Present each line of the listing below as a Markdown table with the columns Row and Line, giving each line's number in Row and skipping blank lines. Leave the pictures out of the table.

>> begin

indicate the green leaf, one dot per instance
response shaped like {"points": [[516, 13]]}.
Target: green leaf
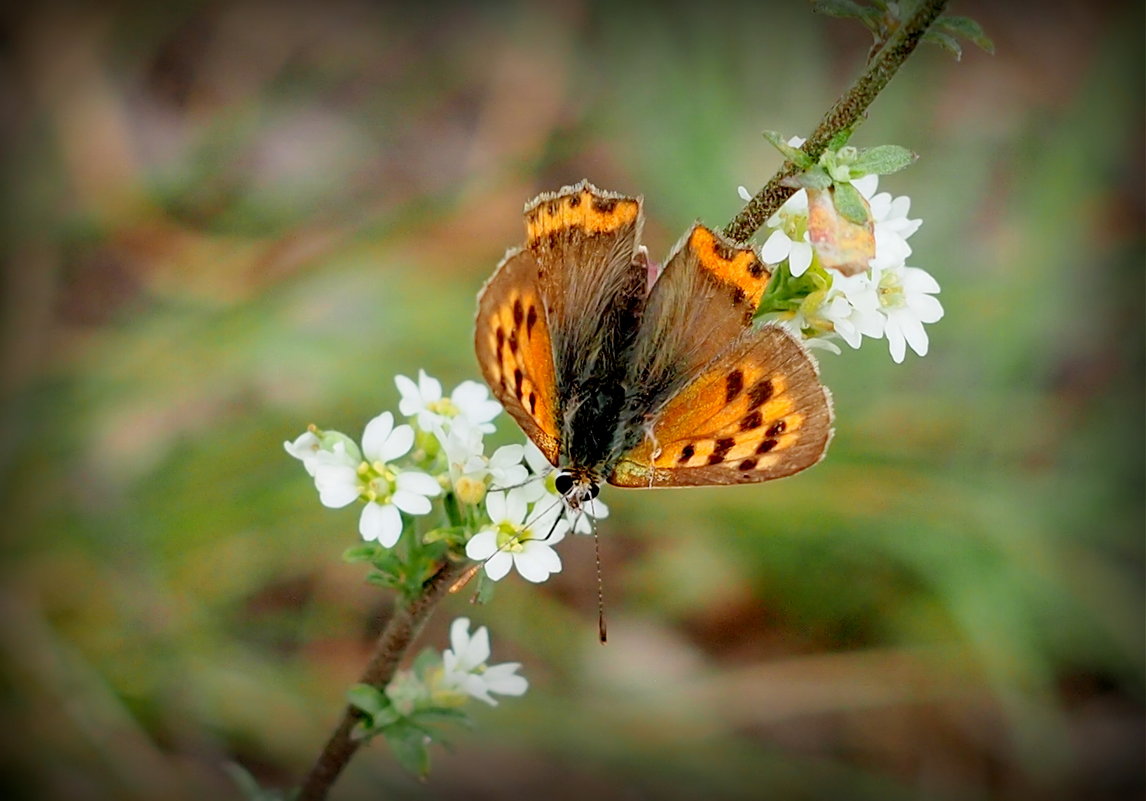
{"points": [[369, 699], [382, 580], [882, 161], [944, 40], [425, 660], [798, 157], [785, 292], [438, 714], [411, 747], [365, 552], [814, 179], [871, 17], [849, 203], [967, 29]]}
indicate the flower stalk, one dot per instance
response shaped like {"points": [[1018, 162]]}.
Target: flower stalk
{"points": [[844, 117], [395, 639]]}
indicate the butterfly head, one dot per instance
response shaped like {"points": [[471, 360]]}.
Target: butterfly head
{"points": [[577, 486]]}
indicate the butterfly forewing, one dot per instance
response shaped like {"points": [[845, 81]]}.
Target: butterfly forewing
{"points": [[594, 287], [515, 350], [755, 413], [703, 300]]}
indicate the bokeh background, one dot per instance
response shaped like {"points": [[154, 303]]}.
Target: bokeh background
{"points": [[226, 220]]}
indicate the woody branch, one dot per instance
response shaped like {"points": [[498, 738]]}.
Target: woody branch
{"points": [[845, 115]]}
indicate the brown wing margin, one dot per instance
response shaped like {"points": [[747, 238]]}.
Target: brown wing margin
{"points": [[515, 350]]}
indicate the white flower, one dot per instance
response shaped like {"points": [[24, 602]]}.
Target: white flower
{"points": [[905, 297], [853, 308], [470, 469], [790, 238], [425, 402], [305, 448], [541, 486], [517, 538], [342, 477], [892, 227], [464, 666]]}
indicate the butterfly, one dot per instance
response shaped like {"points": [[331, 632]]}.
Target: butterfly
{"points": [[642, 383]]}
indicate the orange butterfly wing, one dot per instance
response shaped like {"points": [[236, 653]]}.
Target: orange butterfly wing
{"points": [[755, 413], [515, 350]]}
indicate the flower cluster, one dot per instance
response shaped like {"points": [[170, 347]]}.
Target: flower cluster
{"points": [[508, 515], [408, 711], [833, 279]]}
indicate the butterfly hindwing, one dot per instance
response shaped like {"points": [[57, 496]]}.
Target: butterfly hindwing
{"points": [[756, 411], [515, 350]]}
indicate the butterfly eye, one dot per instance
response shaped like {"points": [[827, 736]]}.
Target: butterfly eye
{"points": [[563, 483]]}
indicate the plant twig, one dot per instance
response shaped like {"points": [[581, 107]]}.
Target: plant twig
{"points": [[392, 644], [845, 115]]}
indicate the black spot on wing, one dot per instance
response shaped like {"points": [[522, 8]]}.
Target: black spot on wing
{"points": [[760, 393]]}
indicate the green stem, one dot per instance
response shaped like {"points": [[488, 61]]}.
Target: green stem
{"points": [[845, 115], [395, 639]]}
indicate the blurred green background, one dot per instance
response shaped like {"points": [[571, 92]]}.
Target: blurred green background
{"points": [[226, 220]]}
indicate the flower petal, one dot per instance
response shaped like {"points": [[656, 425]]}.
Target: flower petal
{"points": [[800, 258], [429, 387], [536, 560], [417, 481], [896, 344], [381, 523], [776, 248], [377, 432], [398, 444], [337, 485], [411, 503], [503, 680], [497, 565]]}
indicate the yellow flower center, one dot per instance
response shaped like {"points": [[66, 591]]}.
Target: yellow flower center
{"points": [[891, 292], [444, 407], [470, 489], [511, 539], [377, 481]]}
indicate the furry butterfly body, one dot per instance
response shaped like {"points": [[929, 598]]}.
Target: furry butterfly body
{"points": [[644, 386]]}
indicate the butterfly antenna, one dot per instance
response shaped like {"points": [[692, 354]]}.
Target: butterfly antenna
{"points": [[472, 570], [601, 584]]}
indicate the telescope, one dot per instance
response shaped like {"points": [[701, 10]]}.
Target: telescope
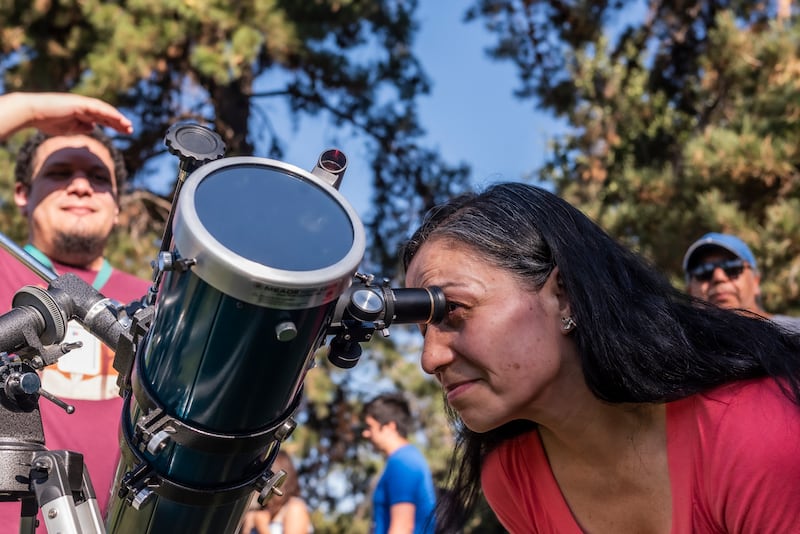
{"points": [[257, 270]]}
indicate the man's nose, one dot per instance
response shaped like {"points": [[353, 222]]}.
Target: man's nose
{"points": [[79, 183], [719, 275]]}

>> end

Written solution |
| Row | Line |
|---|---|
| 1 | indicate the green leaf, one dot per instance |
| 2 | response shaped like {"points": [[516, 13]]}. |
| 3 | Target: green leaf |
| 4 | {"points": [[369, 699], [382, 580], [882, 161], [944, 40], [425, 660], [798, 157], [785, 292], [438, 714], [411, 747], [365, 552], [814, 179], [871, 17], [849, 203], [967, 29]]} |
| 5 | indicate the flower stalk, one dot per instance |
| 6 | response shaped like {"points": [[1018, 162]]}. |
| 7 | Target: flower stalk |
| 8 | {"points": [[844, 117], [395, 639]]} |
| 9 | indicate the butterfly head, one dot per instance |
| 10 | response shaped like {"points": [[471, 360]]}. |
| 11 | Target: butterfly head |
| 12 | {"points": [[577, 486]]} |
| 13 | indicate the butterfly forewing, one dot per instance |
| 14 | response shaped like {"points": [[845, 81]]}. |
| 15 | Target: butterfly forewing |
| 16 | {"points": [[594, 287], [515, 350], [755, 413], [703, 300]]} |
| 17 | indicate the bokeh background, one dot per instance |
| 18 | response shaped like {"points": [[154, 303]]}. |
| 19 | Target: bokeh background |
| 20 | {"points": [[226, 220]]} |
| 21 | indicate the woody branch, one dot per instance |
| 22 | response shaped like {"points": [[498, 738]]}. |
| 23 | Target: woody branch |
| 24 | {"points": [[845, 115]]} |
| 25 | indicate the brown wing margin, one dot per instance |
| 26 | response shaped like {"points": [[747, 238]]}. |
| 27 | Target: brown wing margin |
| 28 | {"points": [[515, 350]]} |
| 29 | indicate the white flower, one dot per instance |
| 30 | response shaped like {"points": [[24, 602]]}. |
| 31 | Target: white flower |
| 32 | {"points": [[905, 297], [853, 308], [470, 469], [790, 238], [425, 402], [305, 448], [541, 486], [517, 538], [342, 477], [892, 227], [464, 666]]} |
| 33 | indicate the butterfly, one dot per instance |
| 34 | response shaped like {"points": [[331, 632]]}. |
| 35 | Target: butterfly |
| 36 | {"points": [[642, 383]]} |
| 37 | indicate the orange butterfly wing, one dot per instance |
| 38 | response shaped like {"points": [[236, 653]]}. |
| 39 | Target: orange butterfly wing |
| 40 | {"points": [[755, 413], [515, 350]]} |
| 41 | indicate the flower cluster, one dot per instance |
| 42 | response shaped like {"points": [[170, 347]]}. |
| 43 | Target: flower cluster |
| 44 | {"points": [[508, 515], [408, 711], [833, 279]]} |
| 45 | indicate the butterfly hindwing, one dot per instance |
| 46 | response shaped like {"points": [[57, 496]]}. |
| 47 | Target: butterfly hindwing |
| 48 | {"points": [[756, 411], [515, 350]]} |
| 49 | indicate the butterfly eye, one dot per instance |
| 50 | response shaped like {"points": [[827, 736]]}. |
| 51 | Target: butterfly eye |
| 52 | {"points": [[563, 483]]} |
| 53 | indicate the plant twig, one dot per instance |
| 54 | response shaped like {"points": [[581, 107]]}. |
| 55 | Target: plant twig |
| 56 | {"points": [[392, 644], [845, 115]]} |
| 57 | indicate the black spot on wing, one dot per instance |
| 58 | response shaped like {"points": [[522, 8]]}. |
| 59 | Target: black spot on wing |
| 60 | {"points": [[760, 393]]} |
| 61 | indicate the green stem, one dot per instance |
| 62 | response shaped like {"points": [[488, 61]]}. |
| 63 | Target: green stem |
| 64 | {"points": [[845, 115], [395, 639]]} |
| 65 | indicate the blurred green background, one dot per instance |
| 66 | response shaped like {"points": [[571, 92]]}. |
| 67 | Target: blurred green background |
| 68 | {"points": [[226, 220]]} |
| 69 | indicate the flower petal, one dot per instance |
| 70 | response shaped like {"points": [[656, 425]]}. |
| 71 | Target: flower petal |
| 72 | {"points": [[800, 258], [429, 387], [536, 560], [417, 481], [896, 344], [381, 523], [776, 248], [377, 432], [398, 444], [337, 485], [411, 503], [503, 680], [497, 565]]} |
| 73 | indicate the yellow flower center, one dot per instance |
| 74 | response shaped like {"points": [[66, 591]]}. |
| 75 | Target: yellow flower center |
| 76 | {"points": [[891, 292], [444, 407], [470, 489], [511, 539], [377, 481]]} |
| 77 | indicate the furry butterfly body, one dot per instance |
| 78 | response shaped like {"points": [[929, 598]]}. |
| 79 | Target: furry butterfly body |
| 80 | {"points": [[644, 386]]} |
| 81 | indicate the butterfly antenna, one dot per instance |
| 82 | response shaped like {"points": [[692, 354]]}. |
| 83 | Target: butterfly antenna |
| 84 | {"points": [[472, 570], [601, 584]]} |
| 85 | indicate the telescope, one dot per instance |
| 86 | response shaped like {"points": [[701, 10]]}. |
| 87 | Target: telescope |
| 88 | {"points": [[257, 270]]} |
| 89 | indicate the man's nose, one dot per instance |
| 90 | response shaped like {"points": [[353, 222]]}. |
| 91 | Target: man's nose |
| 92 | {"points": [[79, 183], [719, 275]]} |